What is being asked:
Copy out the listing below exactly, please, and skip any pictures.

Supplied material:
========================================
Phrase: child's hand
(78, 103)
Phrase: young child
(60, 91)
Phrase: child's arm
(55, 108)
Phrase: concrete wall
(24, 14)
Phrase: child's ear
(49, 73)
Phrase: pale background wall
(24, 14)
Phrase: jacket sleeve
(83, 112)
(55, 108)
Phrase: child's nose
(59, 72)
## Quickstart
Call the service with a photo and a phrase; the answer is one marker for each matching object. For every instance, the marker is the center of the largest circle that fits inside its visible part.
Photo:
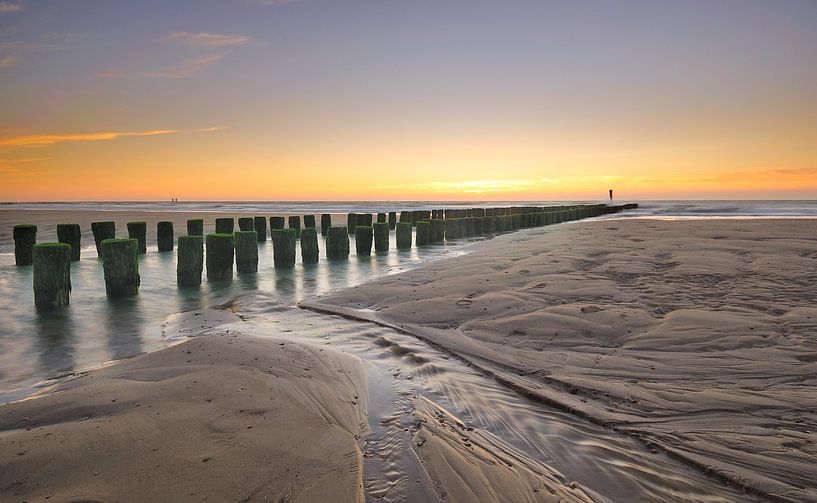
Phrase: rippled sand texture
(218, 418)
(699, 336)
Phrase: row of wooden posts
(225, 247)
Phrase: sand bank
(221, 418)
(698, 336)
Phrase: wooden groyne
(226, 251)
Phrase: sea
(39, 349)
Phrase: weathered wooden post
(309, 245)
(225, 226)
(451, 228)
(52, 274)
(337, 243)
(138, 231)
(220, 256)
(70, 234)
(276, 223)
(190, 260)
(404, 236)
(246, 224)
(326, 223)
(381, 236)
(120, 264)
(195, 227)
(260, 226)
(283, 248)
(423, 237)
(351, 223)
(295, 224)
(246, 252)
(102, 231)
(164, 236)
(363, 240)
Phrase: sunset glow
(381, 100)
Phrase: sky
(407, 99)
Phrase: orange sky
(306, 100)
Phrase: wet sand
(699, 337)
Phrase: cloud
(33, 140)
(204, 39)
(188, 67)
(8, 61)
(6, 7)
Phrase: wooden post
(337, 243)
(70, 234)
(283, 248)
(120, 264)
(220, 256)
(309, 245)
(102, 231)
(363, 240)
(164, 236)
(225, 226)
(246, 252)
(138, 231)
(190, 260)
(260, 226)
(52, 274)
(195, 227)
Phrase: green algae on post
(381, 236)
(363, 240)
(283, 248)
(404, 235)
(102, 231)
(190, 260)
(164, 236)
(309, 245)
(195, 227)
(295, 224)
(326, 223)
(70, 234)
(120, 263)
(277, 223)
(138, 231)
(337, 243)
(220, 256)
(246, 224)
(260, 225)
(351, 223)
(246, 251)
(225, 226)
(52, 274)
(423, 232)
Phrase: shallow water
(610, 466)
(39, 345)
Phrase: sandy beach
(697, 336)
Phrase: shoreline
(394, 302)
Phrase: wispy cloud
(8, 61)
(51, 139)
(211, 40)
(188, 67)
(6, 7)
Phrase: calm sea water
(39, 346)
(36, 346)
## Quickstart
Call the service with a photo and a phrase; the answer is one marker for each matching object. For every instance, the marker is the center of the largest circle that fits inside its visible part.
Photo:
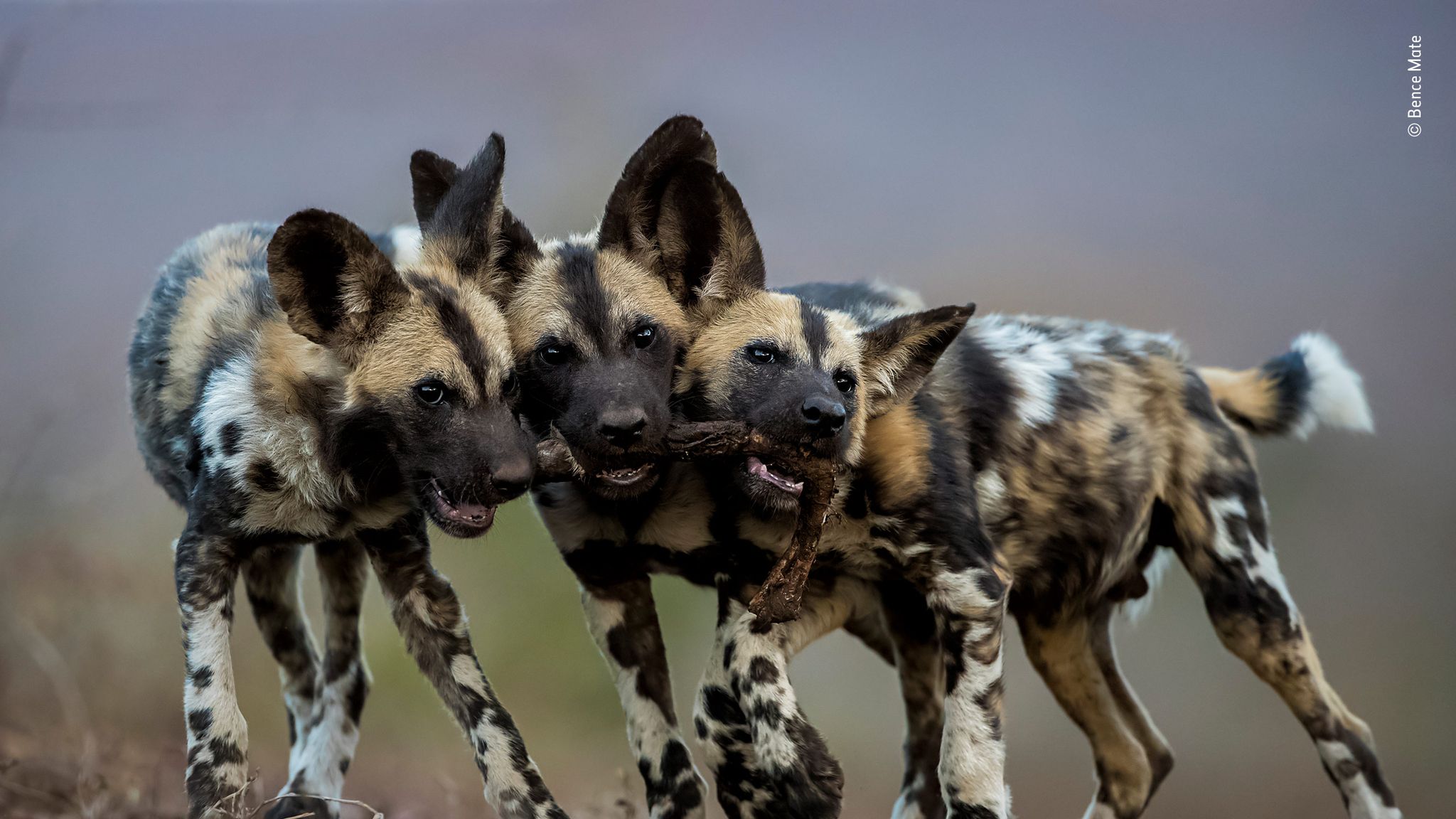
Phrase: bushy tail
(1293, 394)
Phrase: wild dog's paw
(814, 788)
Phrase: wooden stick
(782, 591)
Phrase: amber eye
(430, 392)
(644, 337)
(554, 355)
(762, 355)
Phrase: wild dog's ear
(899, 355)
(331, 280)
(675, 213)
(464, 220)
(432, 176)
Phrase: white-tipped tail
(404, 245)
(1307, 388)
(1336, 391)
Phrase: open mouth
(459, 519)
(775, 477)
(625, 476)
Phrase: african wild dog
(1037, 471)
(291, 387)
(599, 324)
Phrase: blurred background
(1236, 172)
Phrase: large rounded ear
(900, 353)
(676, 215)
(432, 176)
(464, 219)
(331, 280)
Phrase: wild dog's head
(805, 376)
(430, 382)
(600, 323)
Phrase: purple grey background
(1236, 172)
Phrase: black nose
(622, 427)
(823, 416)
(513, 477)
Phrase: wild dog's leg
(970, 604)
(429, 616)
(1064, 652)
(329, 734)
(271, 577)
(622, 619)
(1225, 544)
(922, 687)
(785, 767)
(207, 570)
(722, 727)
(1160, 755)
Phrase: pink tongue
(472, 513)
(761, 470)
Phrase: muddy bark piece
(782, 591)
(779, 598)
(554, 461)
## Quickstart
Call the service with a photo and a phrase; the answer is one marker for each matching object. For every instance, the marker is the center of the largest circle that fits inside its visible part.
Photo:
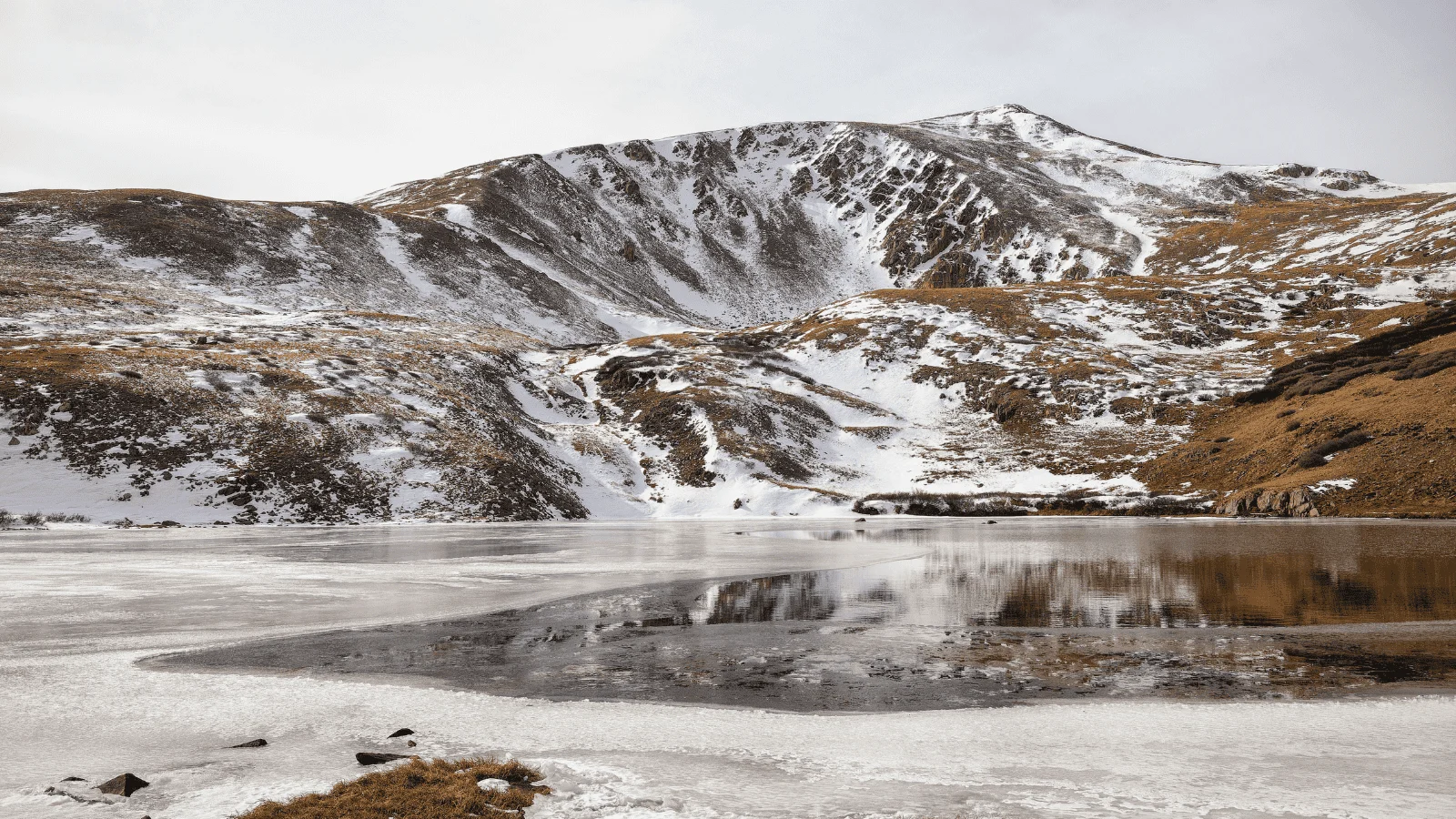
========================================
Solution to this exercise:
Phrase: child's hand
(78, 103)
Phrase: young child
(60, 91)
Phrase: child's arm
(55, 108)
Phrase: concrete wall
(24, 14)
Phrase: child's ear
(49, 73)
Phrase: pale background wall
(24, 14)
Phrase: jacket sleeve
(83, 112)
(55, 108)
Phrase: child's nose
(59, 72)
## Quickstart
Call the service with a photo and a phrase; the answer is one marker for each matching object. For every instance, the marker is the center of the largest circle that fits inside its visible part.
Photo:
Phrase: rippled sand texture
(218, 418)
(699, 336)
Phrase: row of wooden posts
(225, 247)
Phrase: sand bank
(221, 418)
(698, 336)
Phrase: wooden groyne
(226, 251)
Phrase: sea
(39, 349)
Phrase: weathered wooden post
(309, 245)
(225, 226)
(451, 228)
(52, 274)
(337, 243)
(138, 231)
(220, 256)
(70, 234)
(276, 223)
(190, 260)
(404, 236)
(246, 224)
(326, 223)
(381, 236)
(120, 264)
(195, 227)
(260, 226)
(283, 248)
(423, 237)
(351, 223)
(295, 224)
(246, 252)
(102, 231)
(164, 236)
(363, 240)
Phrase: sunset glow
(381, 100)
Phrase: sky
(407, 99)
Phrase: orange sky
(306, 100)
Phrase: wet sand
(699, 337)
Phrase: cloud
(33, 140)
(204, 39)
(188, 67)
(8, 61)
(6, 7)
Phrase: wooden post
(337, 243)
(70, 234)
(283, 248)
(120, 264)
(220, 256)
(309, 245)
(102, 231)
(363, 240)
(164, 236)
(225, 226)
(246, 252)
(138, 231)
(190, 260)
(260, 226)
(52, 274)
(195, 227)
Phrase: green algae on post
(381, 236)
(363, 240)
(283, 248)
(404, 235)
(102, 231)
(190, 260)
(164, 236)
(309, 245)
(195, 227)
(295, 224)
(326, 223)
(70, 234)
(120, 263)
(277, 223)
(138, 231)
(337, 243)
(220, 256)
(246, 224)
(260, 225)
(351, 223)
(246, 251)
(225, 226)
(52, 274)
(423, 232)
Phrase: shallow water
(610, 466)
(39, 345)
Phrase: sandy beach
(697, 336)
Phrase: shoreline
(394, 302)
Phrase: wispy cloud
(8, 61)
(51, 139)
(211, 40)
(188, 67)
(6, 7)
Phrase: calm sea water
(39, 346)
(36, 346)
## Quickstart
Call the service with a photo and a phrase; the answer is one marker for each matching object. For every instance, the marker is the center of the largest circle that fits inside its visible part.
Photo:
Phrase: bushy tail
(1293, 394)
Phrase: wild dog's paw
(814, 788)
Phrase: wooden stick
(782, 591)
Phrase: amber eye
(430, 392)
(644, 337)
(554, 355)
(762, 355)
Phrase: wild dog's ear
(899, 355)
(331, 280)
(675, 213)
(464, 220)
(432, 176)
Phrase: white-tipped tail
(404, 245)
(1307, 388)
(1336, 391)
Phrase: open mouth
(459, 519)
(775, 477)
(625, 476)
Phrase: african wild dog
(1037, 471)
(291, 387)
(599, 324)
Phrase: blurred background
(1236, 172)
Phrase: large rounded ear
(900, 353)
(676, 215)
(432, 176)
(464, 219)
(331, 280)
Phrase: wild dog's head
(805, 376)
(430, 382)
(600, 323)
Phrase: purple grey background
(1236, 172)
Phrase: black nose
(622, 427)
(823, 416)
(513, 477)
Phrase: wild dog's leg
(970, 604)
(429, 616)
(1064, 652)
(329, 734)
(271, 577)
(622, 619)
(1225, 544)
(922, 687)
(785, 767)
(207, 570)
(722, 727)
(1160, 755)
Phrase: pink tongue
(472, 513)
(761, 470)
Phrase: muddy bark piece
(782, 591)
(779, 598)
(554, 461)
## Quickstart
Call the service with a photo and a phrase; the answer is one marker for each matching object. For every instance, the marker is the center of the largest circle that fits inside its visible part.
Photo:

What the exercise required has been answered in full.